■ Given task A
In the entries, swap "background" for "foreground" throughout the stretch from the line containing "# draw the outline of every instance of the person" through the line containing "M 115 62 L 120", leaving everything else unchanged. Give back only those lines.

■ Document
* * * * * * * * *

# Hands-On AI Part 14: Image Data Preprocessing and Augmentation

Published: 10/13/2017

Last Updated: 10/13/2017

A Tutorial Series for Software Developers, Data Scientists, and Data Center Managers

Preprocessing is the general term for all the transformation done to the data before feeding them into the model, including centering, normalization, shift, rotation, shear, and so on. Generally, there are two occasions when one might want to do preprocessing:

- Cleaning up the data. Let’s assume that you have some artifacts in the images. To make the learning process easier for the model, we can remove the artifacts using preprocessing.
- Augmenting the data. Sometimes small datasets are not enough for the deep model to learn sufficiently well. The data augmentation approach is useful in solving this problem. It is the process of transforming each data sample in numerous possible ways and adding all of the augmented samples to the dataset. By doing this one can increase the effective size of the dataset. Transformations to apply are usually chosen randomly from the predefined set.

* * * * * * * * *

■ Dataset entries
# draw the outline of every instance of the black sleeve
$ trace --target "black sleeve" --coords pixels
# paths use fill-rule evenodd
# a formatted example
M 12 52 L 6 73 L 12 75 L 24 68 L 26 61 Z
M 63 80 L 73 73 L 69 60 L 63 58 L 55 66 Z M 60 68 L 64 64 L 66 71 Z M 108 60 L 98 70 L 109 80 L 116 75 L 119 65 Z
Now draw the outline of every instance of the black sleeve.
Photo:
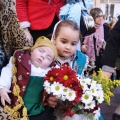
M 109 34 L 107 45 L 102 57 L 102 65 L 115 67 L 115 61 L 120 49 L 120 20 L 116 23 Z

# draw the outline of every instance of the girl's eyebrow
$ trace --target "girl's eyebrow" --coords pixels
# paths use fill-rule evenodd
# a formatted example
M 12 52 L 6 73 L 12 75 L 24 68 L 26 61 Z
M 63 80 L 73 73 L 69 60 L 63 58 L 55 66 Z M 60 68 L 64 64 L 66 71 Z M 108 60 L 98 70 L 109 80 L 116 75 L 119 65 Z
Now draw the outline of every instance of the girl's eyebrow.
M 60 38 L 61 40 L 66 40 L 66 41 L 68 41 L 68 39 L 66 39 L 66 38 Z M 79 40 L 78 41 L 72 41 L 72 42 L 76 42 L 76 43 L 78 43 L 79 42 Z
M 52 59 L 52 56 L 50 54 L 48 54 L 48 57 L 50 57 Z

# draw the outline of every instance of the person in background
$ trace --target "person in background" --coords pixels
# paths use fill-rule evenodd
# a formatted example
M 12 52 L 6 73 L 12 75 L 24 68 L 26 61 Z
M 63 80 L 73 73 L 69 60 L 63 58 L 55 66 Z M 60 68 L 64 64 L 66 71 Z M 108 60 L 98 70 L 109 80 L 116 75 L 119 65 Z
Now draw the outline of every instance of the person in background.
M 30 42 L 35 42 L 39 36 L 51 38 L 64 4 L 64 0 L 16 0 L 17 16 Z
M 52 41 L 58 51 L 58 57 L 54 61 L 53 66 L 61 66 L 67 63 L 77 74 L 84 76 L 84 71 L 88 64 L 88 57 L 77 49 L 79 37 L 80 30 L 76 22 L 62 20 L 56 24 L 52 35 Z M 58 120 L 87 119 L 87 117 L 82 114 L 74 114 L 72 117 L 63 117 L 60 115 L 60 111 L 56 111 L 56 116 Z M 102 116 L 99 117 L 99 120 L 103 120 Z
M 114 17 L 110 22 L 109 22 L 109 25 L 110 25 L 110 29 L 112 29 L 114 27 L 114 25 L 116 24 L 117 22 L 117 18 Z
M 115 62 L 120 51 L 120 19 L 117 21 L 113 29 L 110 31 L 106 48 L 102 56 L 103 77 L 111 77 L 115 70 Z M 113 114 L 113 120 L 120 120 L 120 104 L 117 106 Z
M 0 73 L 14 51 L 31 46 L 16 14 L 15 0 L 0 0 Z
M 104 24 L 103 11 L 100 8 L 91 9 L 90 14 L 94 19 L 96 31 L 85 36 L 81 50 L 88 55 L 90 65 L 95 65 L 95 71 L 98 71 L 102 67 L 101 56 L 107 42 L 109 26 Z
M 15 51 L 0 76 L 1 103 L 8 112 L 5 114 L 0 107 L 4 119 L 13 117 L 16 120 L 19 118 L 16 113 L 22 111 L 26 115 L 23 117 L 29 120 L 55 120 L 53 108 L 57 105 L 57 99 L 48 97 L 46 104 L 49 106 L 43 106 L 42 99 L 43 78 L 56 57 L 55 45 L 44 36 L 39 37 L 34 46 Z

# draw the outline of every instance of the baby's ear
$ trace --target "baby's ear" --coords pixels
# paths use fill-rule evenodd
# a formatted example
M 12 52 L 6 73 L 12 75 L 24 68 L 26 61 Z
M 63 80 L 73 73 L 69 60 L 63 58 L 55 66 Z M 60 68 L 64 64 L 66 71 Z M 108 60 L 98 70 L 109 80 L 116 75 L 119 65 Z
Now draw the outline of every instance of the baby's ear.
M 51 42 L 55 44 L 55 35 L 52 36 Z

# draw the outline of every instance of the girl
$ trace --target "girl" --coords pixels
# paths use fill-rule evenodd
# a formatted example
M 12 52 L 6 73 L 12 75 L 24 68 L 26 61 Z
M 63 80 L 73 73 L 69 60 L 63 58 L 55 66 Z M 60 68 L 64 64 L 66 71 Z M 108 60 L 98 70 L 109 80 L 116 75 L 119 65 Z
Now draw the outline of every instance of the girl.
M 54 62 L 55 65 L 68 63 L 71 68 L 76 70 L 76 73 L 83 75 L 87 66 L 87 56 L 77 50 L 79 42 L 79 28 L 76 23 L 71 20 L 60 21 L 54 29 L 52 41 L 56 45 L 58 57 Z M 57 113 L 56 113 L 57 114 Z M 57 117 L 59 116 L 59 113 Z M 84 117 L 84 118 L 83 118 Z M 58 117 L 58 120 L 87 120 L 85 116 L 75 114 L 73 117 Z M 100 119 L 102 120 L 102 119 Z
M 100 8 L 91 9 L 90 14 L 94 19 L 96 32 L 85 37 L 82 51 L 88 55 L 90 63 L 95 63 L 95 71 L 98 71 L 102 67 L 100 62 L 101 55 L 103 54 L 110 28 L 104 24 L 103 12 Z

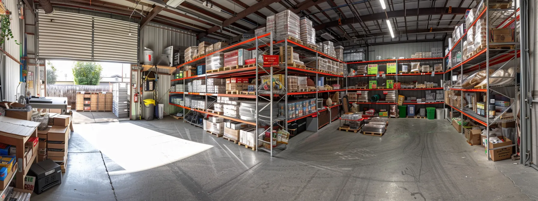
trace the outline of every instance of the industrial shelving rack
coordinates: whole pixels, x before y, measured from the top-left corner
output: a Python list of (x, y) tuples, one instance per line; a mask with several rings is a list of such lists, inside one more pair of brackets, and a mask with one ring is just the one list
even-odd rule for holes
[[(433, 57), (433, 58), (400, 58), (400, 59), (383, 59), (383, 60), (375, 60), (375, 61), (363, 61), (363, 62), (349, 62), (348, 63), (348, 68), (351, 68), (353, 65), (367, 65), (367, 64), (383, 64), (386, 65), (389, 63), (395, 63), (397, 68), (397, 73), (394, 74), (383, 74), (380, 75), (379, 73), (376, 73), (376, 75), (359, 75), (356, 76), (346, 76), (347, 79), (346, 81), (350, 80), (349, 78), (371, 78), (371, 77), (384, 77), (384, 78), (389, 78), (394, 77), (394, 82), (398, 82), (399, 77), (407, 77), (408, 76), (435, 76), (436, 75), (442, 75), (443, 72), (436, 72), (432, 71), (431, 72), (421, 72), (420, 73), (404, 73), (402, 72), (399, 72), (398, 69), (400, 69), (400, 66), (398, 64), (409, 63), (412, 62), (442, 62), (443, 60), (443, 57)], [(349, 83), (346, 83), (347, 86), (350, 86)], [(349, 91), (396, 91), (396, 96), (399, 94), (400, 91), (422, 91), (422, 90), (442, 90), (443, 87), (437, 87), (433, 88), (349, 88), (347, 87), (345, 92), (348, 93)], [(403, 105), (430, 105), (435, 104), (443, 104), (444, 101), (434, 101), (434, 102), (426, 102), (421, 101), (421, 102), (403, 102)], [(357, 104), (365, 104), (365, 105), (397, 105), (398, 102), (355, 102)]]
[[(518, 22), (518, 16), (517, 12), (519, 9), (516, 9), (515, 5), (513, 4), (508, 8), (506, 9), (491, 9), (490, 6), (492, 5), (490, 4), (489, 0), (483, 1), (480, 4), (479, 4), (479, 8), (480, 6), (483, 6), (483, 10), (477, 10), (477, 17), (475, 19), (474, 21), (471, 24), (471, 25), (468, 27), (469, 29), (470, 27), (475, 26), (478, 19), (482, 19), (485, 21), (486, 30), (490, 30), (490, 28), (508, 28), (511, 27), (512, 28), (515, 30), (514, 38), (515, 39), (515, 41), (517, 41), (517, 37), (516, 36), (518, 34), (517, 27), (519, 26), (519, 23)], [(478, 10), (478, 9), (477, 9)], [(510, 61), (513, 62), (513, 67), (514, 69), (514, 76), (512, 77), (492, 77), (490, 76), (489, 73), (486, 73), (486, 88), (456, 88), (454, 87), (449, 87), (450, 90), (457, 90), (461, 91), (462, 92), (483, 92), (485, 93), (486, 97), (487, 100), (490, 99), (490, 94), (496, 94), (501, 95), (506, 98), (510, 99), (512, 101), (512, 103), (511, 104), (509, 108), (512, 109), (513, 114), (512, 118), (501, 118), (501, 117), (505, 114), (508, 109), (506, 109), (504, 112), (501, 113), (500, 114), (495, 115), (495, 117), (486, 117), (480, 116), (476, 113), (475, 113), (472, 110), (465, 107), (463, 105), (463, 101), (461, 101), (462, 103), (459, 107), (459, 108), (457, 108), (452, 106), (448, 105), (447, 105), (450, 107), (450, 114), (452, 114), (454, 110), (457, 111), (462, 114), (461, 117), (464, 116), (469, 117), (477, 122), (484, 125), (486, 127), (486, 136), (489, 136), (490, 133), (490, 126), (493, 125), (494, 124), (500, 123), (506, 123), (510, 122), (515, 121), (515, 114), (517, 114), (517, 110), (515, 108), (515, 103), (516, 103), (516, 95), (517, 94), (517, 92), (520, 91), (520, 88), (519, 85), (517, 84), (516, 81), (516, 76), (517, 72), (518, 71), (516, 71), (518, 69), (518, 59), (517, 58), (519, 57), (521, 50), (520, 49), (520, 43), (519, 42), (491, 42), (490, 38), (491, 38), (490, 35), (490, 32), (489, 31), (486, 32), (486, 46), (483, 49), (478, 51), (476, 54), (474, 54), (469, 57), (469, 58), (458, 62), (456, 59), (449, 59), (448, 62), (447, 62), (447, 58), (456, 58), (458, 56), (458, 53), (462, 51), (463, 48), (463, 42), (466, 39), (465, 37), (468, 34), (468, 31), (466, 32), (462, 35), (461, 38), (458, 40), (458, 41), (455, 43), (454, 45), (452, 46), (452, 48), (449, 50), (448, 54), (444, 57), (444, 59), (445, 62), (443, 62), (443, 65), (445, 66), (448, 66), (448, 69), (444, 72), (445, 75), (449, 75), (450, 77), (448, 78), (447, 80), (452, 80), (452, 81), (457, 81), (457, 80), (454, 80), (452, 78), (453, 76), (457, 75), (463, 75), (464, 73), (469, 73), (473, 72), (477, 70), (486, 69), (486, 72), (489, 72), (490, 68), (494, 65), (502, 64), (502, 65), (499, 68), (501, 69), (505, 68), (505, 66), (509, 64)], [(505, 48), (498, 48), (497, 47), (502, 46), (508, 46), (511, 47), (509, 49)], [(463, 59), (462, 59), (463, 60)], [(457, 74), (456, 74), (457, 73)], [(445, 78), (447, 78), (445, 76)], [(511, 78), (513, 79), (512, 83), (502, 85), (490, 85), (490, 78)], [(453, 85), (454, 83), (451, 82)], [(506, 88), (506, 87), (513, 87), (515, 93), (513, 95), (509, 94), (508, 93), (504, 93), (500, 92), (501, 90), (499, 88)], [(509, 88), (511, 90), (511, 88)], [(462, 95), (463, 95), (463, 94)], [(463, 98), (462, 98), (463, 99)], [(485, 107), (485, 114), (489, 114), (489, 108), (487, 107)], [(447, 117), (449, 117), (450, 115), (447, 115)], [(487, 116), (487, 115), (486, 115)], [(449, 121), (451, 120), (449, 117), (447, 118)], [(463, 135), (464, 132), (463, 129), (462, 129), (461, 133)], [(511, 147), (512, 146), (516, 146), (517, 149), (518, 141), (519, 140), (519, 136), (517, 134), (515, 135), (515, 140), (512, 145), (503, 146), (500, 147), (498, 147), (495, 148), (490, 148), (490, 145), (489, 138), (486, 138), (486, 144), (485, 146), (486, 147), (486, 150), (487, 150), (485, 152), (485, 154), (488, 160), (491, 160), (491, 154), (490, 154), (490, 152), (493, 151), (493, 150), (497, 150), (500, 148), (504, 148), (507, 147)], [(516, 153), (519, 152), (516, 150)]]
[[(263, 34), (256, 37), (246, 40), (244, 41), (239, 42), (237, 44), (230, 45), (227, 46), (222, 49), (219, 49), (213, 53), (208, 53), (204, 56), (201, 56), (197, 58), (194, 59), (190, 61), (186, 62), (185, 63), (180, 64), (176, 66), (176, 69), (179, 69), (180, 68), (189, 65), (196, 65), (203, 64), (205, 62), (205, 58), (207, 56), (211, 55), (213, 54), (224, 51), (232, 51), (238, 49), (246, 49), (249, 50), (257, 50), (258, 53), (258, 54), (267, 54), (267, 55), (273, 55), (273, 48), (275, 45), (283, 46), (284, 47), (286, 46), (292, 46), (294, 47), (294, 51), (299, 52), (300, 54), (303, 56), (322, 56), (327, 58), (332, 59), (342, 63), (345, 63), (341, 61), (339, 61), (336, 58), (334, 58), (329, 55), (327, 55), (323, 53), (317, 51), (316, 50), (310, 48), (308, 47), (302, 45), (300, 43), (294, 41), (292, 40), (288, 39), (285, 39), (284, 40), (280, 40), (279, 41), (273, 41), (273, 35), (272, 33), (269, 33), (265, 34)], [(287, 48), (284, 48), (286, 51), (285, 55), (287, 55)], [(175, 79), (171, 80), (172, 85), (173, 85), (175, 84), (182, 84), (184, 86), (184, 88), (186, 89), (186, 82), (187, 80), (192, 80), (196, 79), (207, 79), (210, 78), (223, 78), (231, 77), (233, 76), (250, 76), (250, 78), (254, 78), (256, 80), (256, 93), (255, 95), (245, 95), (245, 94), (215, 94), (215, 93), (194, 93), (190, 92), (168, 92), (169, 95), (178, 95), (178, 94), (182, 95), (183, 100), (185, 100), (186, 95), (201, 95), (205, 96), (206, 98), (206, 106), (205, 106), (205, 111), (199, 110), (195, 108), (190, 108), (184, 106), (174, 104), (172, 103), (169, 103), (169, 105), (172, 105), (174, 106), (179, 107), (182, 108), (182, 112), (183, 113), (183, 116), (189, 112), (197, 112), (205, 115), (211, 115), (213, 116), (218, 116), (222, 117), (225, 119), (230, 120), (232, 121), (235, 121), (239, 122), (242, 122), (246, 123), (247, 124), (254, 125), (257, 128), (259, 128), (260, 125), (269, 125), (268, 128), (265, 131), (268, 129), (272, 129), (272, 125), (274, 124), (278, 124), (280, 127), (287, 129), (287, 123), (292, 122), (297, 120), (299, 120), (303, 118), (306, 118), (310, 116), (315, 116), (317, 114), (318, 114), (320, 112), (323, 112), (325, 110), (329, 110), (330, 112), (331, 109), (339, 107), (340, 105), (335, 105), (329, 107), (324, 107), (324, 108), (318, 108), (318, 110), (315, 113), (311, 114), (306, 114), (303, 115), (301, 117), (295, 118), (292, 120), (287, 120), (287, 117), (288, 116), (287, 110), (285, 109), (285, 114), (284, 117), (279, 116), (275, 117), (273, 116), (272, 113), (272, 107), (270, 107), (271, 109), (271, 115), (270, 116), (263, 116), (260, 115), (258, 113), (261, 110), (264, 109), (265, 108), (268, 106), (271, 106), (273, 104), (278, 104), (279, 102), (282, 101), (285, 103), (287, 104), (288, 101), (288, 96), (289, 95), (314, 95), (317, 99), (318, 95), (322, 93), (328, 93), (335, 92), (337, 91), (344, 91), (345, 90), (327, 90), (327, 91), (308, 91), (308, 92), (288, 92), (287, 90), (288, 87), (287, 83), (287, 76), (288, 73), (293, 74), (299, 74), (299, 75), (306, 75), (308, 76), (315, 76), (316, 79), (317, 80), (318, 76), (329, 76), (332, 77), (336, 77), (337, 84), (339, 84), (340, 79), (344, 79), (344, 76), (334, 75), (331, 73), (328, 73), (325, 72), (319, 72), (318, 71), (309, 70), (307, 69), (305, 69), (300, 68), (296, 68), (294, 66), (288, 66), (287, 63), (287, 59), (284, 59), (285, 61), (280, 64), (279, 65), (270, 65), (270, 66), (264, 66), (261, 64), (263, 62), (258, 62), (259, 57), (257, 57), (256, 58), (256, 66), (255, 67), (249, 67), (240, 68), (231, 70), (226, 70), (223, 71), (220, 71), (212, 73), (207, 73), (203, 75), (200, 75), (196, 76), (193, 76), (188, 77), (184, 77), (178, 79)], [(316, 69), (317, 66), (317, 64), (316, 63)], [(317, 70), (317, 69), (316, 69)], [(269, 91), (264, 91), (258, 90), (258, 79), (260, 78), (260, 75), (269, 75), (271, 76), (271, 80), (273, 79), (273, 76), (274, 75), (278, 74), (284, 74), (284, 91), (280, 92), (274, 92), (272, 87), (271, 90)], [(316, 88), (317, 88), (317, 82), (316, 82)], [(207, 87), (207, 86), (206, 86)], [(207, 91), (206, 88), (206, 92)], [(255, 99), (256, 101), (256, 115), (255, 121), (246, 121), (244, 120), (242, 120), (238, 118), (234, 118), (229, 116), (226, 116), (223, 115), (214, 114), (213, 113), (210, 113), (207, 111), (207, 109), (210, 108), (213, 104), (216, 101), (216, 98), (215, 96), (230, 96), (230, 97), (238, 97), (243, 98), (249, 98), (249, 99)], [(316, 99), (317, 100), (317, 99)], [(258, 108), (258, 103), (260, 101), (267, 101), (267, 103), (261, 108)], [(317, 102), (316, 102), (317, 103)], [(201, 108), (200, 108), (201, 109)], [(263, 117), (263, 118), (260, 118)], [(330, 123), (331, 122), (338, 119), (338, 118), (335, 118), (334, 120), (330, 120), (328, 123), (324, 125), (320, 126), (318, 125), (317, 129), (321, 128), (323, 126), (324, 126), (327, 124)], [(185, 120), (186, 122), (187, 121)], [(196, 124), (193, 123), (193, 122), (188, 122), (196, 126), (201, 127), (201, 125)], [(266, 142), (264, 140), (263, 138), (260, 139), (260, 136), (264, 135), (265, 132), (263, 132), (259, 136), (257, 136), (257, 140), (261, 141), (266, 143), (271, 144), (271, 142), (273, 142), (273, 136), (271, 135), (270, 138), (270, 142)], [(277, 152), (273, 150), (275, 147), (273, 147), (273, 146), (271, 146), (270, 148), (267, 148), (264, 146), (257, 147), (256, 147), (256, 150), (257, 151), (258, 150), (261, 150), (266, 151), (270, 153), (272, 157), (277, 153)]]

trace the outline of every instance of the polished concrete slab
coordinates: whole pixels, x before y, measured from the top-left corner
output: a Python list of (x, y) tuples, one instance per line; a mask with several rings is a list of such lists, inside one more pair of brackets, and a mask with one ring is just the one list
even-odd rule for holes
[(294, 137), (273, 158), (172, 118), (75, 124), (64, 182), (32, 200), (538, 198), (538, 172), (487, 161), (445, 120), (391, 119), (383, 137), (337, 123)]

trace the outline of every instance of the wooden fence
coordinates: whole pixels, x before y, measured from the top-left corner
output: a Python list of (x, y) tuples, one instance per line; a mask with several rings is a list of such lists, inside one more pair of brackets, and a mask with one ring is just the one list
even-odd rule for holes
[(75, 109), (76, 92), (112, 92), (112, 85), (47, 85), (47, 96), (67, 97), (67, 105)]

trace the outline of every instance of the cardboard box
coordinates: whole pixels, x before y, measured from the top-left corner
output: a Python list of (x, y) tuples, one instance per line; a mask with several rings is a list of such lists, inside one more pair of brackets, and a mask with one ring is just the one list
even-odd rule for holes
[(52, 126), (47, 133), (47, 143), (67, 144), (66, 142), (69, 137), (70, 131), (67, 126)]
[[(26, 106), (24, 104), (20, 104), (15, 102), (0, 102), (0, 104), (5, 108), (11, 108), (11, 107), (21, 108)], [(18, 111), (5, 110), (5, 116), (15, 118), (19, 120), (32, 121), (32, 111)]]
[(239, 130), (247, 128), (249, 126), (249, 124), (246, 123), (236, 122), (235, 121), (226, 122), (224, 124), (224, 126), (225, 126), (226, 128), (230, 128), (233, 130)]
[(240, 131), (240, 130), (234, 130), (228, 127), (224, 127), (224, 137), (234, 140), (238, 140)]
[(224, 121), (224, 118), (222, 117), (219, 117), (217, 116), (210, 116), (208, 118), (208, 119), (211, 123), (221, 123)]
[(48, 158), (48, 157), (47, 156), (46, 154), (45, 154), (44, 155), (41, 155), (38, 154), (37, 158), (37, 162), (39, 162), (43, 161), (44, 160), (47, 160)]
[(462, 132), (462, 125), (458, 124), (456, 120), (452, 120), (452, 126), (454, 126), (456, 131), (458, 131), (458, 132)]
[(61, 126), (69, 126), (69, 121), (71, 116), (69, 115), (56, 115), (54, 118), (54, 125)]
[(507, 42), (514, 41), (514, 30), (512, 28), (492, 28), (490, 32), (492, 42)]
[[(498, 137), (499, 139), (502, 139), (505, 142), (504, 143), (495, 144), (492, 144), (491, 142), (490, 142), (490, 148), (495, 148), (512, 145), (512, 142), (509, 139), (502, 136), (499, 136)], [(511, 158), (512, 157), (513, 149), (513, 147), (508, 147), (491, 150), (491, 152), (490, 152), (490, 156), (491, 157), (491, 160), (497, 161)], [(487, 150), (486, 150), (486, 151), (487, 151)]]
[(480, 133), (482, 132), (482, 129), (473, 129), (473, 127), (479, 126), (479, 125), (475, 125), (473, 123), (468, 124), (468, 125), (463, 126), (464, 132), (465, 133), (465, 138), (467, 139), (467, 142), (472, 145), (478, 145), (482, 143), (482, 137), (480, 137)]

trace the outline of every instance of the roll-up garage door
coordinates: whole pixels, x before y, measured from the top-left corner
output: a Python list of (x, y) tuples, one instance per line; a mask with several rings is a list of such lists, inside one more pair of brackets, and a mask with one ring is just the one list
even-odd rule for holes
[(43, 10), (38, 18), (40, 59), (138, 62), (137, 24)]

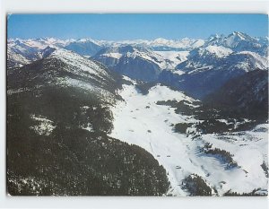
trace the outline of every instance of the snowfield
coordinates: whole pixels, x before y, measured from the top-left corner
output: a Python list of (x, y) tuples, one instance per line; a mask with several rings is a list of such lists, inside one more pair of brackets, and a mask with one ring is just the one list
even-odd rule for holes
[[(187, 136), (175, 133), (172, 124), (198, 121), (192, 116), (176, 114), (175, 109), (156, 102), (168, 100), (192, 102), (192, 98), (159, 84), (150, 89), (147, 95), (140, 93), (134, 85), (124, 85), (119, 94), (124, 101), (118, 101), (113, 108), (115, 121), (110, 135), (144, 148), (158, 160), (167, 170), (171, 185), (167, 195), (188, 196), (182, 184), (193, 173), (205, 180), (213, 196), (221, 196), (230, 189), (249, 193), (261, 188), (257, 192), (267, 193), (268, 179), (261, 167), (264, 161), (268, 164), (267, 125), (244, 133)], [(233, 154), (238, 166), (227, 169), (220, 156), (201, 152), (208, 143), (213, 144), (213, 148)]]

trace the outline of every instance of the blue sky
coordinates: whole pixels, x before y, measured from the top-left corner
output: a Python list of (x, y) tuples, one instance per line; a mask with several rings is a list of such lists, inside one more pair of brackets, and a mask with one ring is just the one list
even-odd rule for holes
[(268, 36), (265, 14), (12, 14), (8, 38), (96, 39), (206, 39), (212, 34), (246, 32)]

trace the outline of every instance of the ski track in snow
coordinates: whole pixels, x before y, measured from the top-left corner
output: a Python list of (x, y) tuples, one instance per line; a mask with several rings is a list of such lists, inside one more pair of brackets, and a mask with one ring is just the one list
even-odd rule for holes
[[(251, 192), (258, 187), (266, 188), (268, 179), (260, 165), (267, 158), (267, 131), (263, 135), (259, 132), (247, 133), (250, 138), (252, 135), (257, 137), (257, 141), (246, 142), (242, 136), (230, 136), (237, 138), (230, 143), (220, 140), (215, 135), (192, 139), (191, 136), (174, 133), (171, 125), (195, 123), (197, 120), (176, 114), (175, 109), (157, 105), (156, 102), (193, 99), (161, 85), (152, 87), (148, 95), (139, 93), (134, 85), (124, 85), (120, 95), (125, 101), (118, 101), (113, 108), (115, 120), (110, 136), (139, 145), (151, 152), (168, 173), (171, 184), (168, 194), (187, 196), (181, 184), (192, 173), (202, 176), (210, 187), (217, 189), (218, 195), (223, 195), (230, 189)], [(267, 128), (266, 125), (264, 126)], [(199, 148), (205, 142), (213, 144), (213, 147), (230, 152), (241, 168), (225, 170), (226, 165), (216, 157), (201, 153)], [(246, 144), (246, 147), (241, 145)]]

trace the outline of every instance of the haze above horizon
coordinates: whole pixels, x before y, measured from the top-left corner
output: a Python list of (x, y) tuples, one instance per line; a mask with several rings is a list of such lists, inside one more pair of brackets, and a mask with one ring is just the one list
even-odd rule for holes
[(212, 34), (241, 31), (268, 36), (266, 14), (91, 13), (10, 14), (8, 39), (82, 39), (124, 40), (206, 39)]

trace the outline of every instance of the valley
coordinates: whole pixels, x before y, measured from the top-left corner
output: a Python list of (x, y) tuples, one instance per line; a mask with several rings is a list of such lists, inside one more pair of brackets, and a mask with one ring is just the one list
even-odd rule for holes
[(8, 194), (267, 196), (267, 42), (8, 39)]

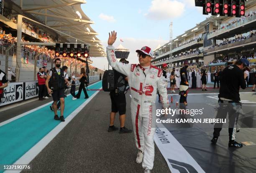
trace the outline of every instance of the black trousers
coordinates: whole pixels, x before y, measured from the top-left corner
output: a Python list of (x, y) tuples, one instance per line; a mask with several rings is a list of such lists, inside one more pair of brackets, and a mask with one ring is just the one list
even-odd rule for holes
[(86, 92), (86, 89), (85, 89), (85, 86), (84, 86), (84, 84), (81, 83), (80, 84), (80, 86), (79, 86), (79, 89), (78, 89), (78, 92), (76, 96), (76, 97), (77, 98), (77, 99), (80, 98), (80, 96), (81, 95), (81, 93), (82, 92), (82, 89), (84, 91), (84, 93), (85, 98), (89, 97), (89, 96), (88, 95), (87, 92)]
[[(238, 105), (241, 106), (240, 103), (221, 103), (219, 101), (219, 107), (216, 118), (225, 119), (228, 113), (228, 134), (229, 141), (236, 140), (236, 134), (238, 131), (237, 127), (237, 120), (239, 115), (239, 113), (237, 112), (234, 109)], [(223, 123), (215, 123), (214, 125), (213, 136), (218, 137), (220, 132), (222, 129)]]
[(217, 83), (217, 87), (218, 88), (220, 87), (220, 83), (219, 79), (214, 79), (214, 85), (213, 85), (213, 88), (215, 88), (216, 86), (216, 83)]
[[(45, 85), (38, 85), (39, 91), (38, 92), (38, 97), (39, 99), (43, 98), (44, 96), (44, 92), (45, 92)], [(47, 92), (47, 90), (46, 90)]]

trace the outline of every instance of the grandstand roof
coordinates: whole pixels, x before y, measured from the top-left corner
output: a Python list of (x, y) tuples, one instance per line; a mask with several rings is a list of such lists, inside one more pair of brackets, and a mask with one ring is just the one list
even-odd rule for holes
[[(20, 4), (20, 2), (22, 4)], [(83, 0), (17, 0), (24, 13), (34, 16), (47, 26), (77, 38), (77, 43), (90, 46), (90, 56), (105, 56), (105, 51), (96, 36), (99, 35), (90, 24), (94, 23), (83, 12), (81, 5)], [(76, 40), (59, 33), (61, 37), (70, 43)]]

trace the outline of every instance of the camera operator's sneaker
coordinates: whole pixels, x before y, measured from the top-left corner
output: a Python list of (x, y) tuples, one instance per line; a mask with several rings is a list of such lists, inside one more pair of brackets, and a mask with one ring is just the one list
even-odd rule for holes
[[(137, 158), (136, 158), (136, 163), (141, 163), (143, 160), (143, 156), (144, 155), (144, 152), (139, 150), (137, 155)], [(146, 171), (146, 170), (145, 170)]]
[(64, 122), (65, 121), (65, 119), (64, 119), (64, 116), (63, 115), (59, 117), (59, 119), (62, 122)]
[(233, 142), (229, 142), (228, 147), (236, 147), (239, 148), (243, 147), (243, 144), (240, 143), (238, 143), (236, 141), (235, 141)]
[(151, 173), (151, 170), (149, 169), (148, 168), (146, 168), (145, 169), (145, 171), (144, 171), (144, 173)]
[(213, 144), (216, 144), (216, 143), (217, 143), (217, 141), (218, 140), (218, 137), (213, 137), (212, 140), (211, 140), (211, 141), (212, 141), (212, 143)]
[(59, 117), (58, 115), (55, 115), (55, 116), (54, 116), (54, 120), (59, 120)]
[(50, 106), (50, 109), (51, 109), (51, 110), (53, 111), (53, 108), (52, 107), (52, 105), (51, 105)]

* * * * * * * * *

■ Given task B
Quote the stretch of the image preprocessing tutorial from "Last Updated: 10/13/2017" through "artifacts using preprocessing." word for word.

■ Response A
# draw the outline of every instance of the person in foreground
$ trace --target "person in foreground" --coords pixels
# paths use fill-rule evenodd
# a formatted example
M 12 52 L 6 73 L 12 75 L 24 68 L 26 61 Z
M 63 80 L 73 73 L 69 60 L 63 58 L 55 66 Z M 60 68 L 64 64 L 66 71 Z M 108 60 L 98 70 L 109 80 L 116 75 L 119 65 Z
Now draw the outline of every instance of the person in foreground.
M 30 42 L 35 42 L 39 36 L 51 38 L 64 4 L 64 0 L 16 0 L 17 16 Z
M 52 41 L 58 51 L 58 57 L 54 61 L 53 66 L 61 66 L 67 63 L 77 74 L 84 76 L 84 71 L 88 64 L 88 57 L 77 49 L 79 37 L 80 30 L 76 22 L 62 20 L 56 24 L 52 35 Z M 58 120 L 87 119 L 87 117 L 82 114 L 74 114 L 72 117 L 63 117 L 60 115 L 60 111 L 56 111 L 56 116 Z M 102 116 L 99 117 L 99 120 L 103 120 Z
M 114 17 L 110 22 L 109 22 L 109 25 L 110 25 L 110 29 L 112 29 L 114 27 L 114 25 L 116 24 L 117 22 L 117 18 Z
M 115 62 L 120 51 L 120 19 L 117 21 L 113 29 L 110 31 L 106 48 L 102 56 L 103 77 L 111 77 L 115 70 Z M 113 114 L 113 120 L 120 120 L 120 104 L 117 106 Z

■ Response B
Last Updated: 10/13/2017

A Tutorial Series for Software Developers, Data Scientists, and Data Center Managers

Preprocessing is the general term for all the transformation done to the data before feeding them into the model, including centering, normalization, shift, rotation, shear, and so on. Generally, there are two occasions when one might want to do preprocessing:

- Cleaning up the data. Let’s assume that you have some artifacts in the images. To make the learning process easier for the model, we can remove the artifacts using preprocessing.